== What the task requires ==
Would you reproduce, word for word, the lines of the listing below from the one containing "treeline, that would be wonderful." through the end of the listing, with both ends included?
## Begin Materials provided
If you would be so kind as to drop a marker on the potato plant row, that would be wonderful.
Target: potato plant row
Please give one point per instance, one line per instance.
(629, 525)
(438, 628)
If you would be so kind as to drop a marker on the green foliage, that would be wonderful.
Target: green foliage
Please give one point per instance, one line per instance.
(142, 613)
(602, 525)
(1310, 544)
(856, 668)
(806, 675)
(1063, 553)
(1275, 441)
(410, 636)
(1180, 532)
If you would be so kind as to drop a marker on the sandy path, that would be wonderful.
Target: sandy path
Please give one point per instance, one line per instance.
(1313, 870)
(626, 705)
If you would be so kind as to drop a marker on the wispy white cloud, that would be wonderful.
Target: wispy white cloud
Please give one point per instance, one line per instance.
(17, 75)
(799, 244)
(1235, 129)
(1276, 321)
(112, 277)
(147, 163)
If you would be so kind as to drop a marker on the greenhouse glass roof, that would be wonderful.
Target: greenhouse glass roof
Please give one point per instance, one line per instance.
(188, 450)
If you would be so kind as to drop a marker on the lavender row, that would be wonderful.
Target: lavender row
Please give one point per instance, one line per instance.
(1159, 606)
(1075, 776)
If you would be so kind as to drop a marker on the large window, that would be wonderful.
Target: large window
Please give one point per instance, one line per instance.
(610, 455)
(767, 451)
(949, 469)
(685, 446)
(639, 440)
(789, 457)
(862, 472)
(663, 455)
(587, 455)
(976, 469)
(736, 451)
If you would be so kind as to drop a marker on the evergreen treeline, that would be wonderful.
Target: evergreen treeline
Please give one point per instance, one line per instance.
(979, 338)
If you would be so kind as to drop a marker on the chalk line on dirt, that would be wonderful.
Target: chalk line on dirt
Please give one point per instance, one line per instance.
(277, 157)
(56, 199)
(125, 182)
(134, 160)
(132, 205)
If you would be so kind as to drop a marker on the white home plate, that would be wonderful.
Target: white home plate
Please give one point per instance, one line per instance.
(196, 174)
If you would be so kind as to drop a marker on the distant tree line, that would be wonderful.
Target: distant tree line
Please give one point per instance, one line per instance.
## End Materials provided
== Correct output ==
If you would be so kind as to drop a marker on the evergreen treeline, that would be wonderful.
Target: evergreen treeline
Please give one point per instance, one line per instance.
(979, 338)
If you would be so kind as to drop a marker on the chalk line on dirt, that would be wonderful.
Target: chalk line on dirt
Please give one point per instance, one line per instance.
(277, 157)
(56, 199)
(125, 182)
(134, 160)
(132, 205)
If you would be so kind as to drop a marker on the white home plate, that would be wonderful.
Target: white home plate
Please give one point per instance, one line per instance.
(196, 174)
If you would be so kind as to drop a marker on the distant tree line, that would be wonderful.
Target: distant tree line
Please give one point per instance, one line per instance.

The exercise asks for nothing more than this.